## EXERCISE GOAL:
Copy out all the entries word for word.

=== GIVEN RECORDS ===

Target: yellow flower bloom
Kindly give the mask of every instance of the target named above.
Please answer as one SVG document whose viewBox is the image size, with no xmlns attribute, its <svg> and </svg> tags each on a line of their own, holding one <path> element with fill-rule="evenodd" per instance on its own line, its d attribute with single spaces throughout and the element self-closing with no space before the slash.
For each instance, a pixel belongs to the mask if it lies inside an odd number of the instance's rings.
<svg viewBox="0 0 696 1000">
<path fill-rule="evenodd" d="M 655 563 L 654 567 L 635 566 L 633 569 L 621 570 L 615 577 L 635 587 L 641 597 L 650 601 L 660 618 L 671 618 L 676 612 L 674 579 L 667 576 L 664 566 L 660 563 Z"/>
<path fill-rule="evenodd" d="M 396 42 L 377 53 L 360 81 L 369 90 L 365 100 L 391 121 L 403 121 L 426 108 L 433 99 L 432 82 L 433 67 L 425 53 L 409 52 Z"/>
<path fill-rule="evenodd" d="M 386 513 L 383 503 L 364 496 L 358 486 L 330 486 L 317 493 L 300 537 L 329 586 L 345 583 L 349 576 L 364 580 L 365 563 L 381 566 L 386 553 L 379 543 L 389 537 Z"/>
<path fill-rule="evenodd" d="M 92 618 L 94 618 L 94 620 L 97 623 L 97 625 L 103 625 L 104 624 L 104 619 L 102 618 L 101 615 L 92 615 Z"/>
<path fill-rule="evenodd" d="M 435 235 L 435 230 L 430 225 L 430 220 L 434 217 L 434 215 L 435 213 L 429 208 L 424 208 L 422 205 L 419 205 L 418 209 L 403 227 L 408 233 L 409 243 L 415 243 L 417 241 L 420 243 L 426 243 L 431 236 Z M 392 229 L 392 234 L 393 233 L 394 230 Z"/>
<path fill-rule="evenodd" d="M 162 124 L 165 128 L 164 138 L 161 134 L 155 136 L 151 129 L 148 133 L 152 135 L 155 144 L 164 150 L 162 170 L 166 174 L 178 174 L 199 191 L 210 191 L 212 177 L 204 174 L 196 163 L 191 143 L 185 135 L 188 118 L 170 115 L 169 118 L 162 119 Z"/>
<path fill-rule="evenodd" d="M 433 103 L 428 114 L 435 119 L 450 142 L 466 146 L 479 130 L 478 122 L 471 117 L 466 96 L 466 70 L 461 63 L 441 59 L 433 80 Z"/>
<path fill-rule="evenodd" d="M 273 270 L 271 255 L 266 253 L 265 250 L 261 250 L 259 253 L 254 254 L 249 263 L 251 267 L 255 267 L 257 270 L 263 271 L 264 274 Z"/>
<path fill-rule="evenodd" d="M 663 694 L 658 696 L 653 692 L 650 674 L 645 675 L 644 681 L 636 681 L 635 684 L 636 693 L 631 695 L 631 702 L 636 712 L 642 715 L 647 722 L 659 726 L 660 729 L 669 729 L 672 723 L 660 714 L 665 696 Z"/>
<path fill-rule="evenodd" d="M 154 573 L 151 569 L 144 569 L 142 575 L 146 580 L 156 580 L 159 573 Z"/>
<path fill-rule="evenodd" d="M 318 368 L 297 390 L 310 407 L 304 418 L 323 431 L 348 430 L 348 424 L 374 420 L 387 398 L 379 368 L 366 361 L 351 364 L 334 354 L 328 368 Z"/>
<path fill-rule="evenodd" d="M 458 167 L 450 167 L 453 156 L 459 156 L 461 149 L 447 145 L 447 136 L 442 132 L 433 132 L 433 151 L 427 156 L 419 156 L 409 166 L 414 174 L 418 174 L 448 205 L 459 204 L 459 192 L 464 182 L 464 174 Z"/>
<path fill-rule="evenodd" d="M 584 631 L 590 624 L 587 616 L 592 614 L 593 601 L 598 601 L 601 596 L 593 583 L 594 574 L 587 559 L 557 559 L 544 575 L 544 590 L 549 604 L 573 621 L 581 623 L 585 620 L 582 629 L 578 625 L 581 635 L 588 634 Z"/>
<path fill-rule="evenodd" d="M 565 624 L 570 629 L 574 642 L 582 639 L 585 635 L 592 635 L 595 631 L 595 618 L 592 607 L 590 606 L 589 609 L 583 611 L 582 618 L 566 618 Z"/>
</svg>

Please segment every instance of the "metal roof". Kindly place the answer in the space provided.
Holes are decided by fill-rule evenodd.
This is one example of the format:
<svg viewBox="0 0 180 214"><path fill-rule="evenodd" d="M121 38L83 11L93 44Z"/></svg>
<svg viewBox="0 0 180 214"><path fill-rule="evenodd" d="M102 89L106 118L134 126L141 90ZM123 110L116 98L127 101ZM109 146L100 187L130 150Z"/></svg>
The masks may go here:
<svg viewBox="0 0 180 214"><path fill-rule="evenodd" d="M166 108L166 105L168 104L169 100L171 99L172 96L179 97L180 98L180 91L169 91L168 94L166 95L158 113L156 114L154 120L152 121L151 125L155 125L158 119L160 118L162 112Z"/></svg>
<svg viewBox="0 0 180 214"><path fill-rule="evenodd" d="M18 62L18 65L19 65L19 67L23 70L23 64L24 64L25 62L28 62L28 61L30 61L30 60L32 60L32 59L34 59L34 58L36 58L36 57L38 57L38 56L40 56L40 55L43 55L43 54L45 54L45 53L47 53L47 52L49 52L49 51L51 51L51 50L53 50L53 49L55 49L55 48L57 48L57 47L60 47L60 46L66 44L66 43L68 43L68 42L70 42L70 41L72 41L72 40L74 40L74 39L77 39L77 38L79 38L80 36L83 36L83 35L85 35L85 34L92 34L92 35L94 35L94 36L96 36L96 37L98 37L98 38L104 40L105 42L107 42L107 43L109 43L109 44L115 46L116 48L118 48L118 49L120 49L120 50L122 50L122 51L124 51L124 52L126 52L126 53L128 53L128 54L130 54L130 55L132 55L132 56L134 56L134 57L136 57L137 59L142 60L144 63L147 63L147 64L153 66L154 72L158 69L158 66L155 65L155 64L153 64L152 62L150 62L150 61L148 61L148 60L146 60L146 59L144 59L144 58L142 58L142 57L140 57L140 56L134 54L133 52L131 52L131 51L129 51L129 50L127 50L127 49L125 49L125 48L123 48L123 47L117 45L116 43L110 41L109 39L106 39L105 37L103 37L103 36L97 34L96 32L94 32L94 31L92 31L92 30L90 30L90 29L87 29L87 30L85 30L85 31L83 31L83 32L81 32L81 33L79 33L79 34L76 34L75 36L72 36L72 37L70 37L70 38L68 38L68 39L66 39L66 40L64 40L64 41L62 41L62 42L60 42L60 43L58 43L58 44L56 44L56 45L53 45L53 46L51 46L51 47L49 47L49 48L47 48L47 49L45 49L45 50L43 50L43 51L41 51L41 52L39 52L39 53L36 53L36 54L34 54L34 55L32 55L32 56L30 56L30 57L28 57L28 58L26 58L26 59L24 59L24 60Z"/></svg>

===

## RESPONSE TO THE EXERCISE:
Target: yellow flower bloom
Kindly give the mask of every instance of the target named above.
Please answer as one SVG document whose viewBox is the image size, with no xmlns attribute, its <svg> and </svg> tags each on a line of their own, holding one <path> element with fill-rule="evenodd" per instance on its own line, its d attribute with single spaces throughout and the element self-closing with no space before the slash.
For each instance, a pixel belongs to the mask if it lies inside an odd number of the instance's rings.
<svg viewBox="0 0 696 1000">
<path fill-rule="evenodd" d="M 655 563 L 654 567 L 635 566 L 633 569 L 621 570 L 615 577 L 635 587 L 641 597 L 650 601 L 660 618 L 671 618 L 676 612 L 674 579 L 667 576 L 664 566 L 660 563 Z"/>
<path fill-rule="evenodd" d="M 396 42 L 377 53 L 360 81 L 369 90 L 365 100 L 391 121 L 403 121 L 426 108 L 433 99 L 432 82 L 433 67 L 425 53 L 409 52 Z"/>
<path fill-rule="evenodd" d="M 386 513 L 383 503 L 364 496 L 358 486 L 330 486 L 317 493 L 300 537 L 329 586 L 345 583 L 349 576 L 364 580 L 365 563 L 381 566 L 386 553 L 379 543 L 389 537 Z"/>
<path fill-rule="evenodd" d="M 92 618 L 94 618 L 94 620 L 97 623 L 97 625 L 103 625 L 104 624 L 104 619 L 102 618 L 101 615 L 92 615 Z"/>
<path fill-rule="evenodd" d="M 435 235 L 435 230 L 430 225 L 430 220 L 434 217 L 434 215 L 435 213 L 429 208 L 424 208 L 422 205 L 419 205 L 418 209 L 403 227 L 408 233 L 409 243 L 415 243 L 417 241 L 420 243 L 426 243 L 431 236 Z M 392 229 L 392 234 L 393 233 L 394 230 Z"/>
<path fill-rule="evenodd" d="M 162 124 L 165 128 L 164 138 L 161 134 L 155 136 L 151 129 L 148 133 L 152 135 L 155 144 L 164 150 L 162 170 L 166 174 L 178 174 L 199 191 L 210 191 L 212 177 L 204 174 L 196 163 L 191 143 L 185 135 L 188 118 L 170 115 L 169 118 L 162 119 Z"/>
<path fill-rule="evenodd" d="M 433 103 L 428 114 L 435 119 L 450 142 L 466 146 L 479 130 L 478 122 L 471 117 L 466 96 L 466 70 L 461 63 L 441 59 L 433 80 Z"/>
<path fill-rule="evenodd" d="M 273 270 L 271 255 L 266 253 L 265 250 L 261 250 L 259 253 L 254 254 L 249 263 L 251 267 L 255 267 L 257 270 L 263 271 L 264 274 Z"/>
<path fill-rule="evenodd" d="M 663 694 L 658 696 L 653 692 L 650 674 L 645 675 L 644 681 L 636 681 L 635 684 L 636 693 L 631 695 L 631 702 L 636 712 L 642 715 L 647 722 L 659 726 L 660 729 L 669 729 L 672 723 L 660 714 L 665 696 Z"/>
<path fill-rule="evenodd" d="M 154 573 L 151 569 L 144 569 L 142 575 L 146 580 L 156 580 L 159 573 Z"/>
<path fill-rule="evenodd" d="M 318 368 L 297 390 L 310 407 L 304 418 L 323 431 L 348 430 L 348 424 L 374 420 L 387 398 L 379 368 L 366 361 L 351 364 L 334 354 L 328 368 Z"/>
<path fill-rule="evenodd" d="M 458 167 L 450 167 L 453 156 L 459 156 L 461 149 L 447 145 L 447 136 L 442 132 L 433 132 L 433 151 L 427 156 L 419 156 L 409 166 L 414 174 L 418 174 L 448 205 L 459 204 L 459 192 L 464 182 L 464 174 Z"/>
<path fill-rule="evenodd" d="M 584 631 L 590 624 L 587 616 L 592 614 L 593 601 L 598 601 L 601 596 L 593 583 L 594 574 L 587 559 L 557 559 L 544 575 L 544 590 L 549 604 L 573 621 L 581 623 L 585 620 L 582 629 L 578 625 L 581 635 L 588 634 Z"/>
<path fill-rule="evenodd" d="M 565 624 L 570 629 L 574 642 L 582 639 L 585 635 L 592 635 L 595 631 L 595 618 L 592 607 L 590 606 L 589 609 L 583 611 L 582 618 L 566 618 Z"/>
</svg>

Please segment every instance of the "metal roof". Kindly place the answer in the space provided.
Holes are decided by fill-rule evenodd.
This is one example of the format:
<svg viewBox="0 0 180 214"><path fill-rule="evenodd" d="M121 38L83 11L93 44Z"/></svg>
<svg viewBox="0 0 180 214"><path fill-rule="evenodd" d="M102 89L106 118L134 126L141 90ZM123 110L116 98L127 101ZM109 146L100 187L130 150Z"/></svg>
The masks may go here:
<svg viewBox="0 0 180 214"><path fill-rule="evenodd" d="M166 108L166 105L168 104L169 100L171 99L172 96L179 97L180 98L180 91L169 91L168 94L166 95L158 113L156 114L154 120L152 121L151 125L155 125L158 119L160 118L162 112Z"/></svg>
<svg viewBox="0 0 180 214"><path fill-rule="evenodd" d="M18 62L18 65L19 65L19 67L23 70L23 64L24 64L25 62L28 62L28 61L30 61L30 60L32 60L32 59L34 59L34 58L36 58L36 57L38 57L38 56L40 56L40 55L43 55L43 54L45 54L45 53L47 53L47 52L49 52L49 51L51 51L51 50L53 50L53 49L55 49L55 48L57 48L57 47L60 47L60 46L66 44L66 43L68 43L68 42L70 42L70 41L72 41L72 40L74 40L74 39L77 39L77 38L79 38L80 36L83 36L83 35L85 35L85 34L92 34L92 35L94 35L94 36L96 36L96 37L98 37L98 38L104 40L105 42L107 42L107 43L109 43L109 44L115 46L116 48L118 48L118 49L120 49L120 50L122 50L122 51L124 51L124 52L126 52L126 53L128 53L128 54L130 54L130 55L132 55L132 56L134 56L134 57L136 57L137 59L142 60L144 63L147 63L147 64L153 66L154 72L158 69L158 66L155 65L155 64L153 64L152 62L150 62L150 61L148 61L148 60L146 60L146 59L144 59L144 58L142 58L142 57L140 57L140 56L134 54L133 52L131 52L131 51L129 51L129 50L127 50L127 49L125 49L125 48L123 48L123 47L117 45L116 43L110 41L109 39L106 39L105 37L103 37L103 36L97 34L96 32L94 32L94 31L92 31L92 30L90 30L90 29L87 29L87 30L85 30L85 31L83 31L83 32L81 32L81 33L79 33L79 34L76 34L75 36L72 36L72 37L70 37L70 38L68 38L68 39L66 39L66 40L64 40L64 41L62 41L62 42L60 42L60 43L58 43L58 44L56 44L56 45L53 45L53 46L51 46L51 47L49 47L49 48L47 48L47 49L45 49L45 50L43 50L43 51L41 51L41 52L39 52L39 53L36 53L36 54L34 54L34 55L32 55L32 56L30 56L30 57L28 57L28 58L26 58L26 59L24 59L24 60Z"/></svg>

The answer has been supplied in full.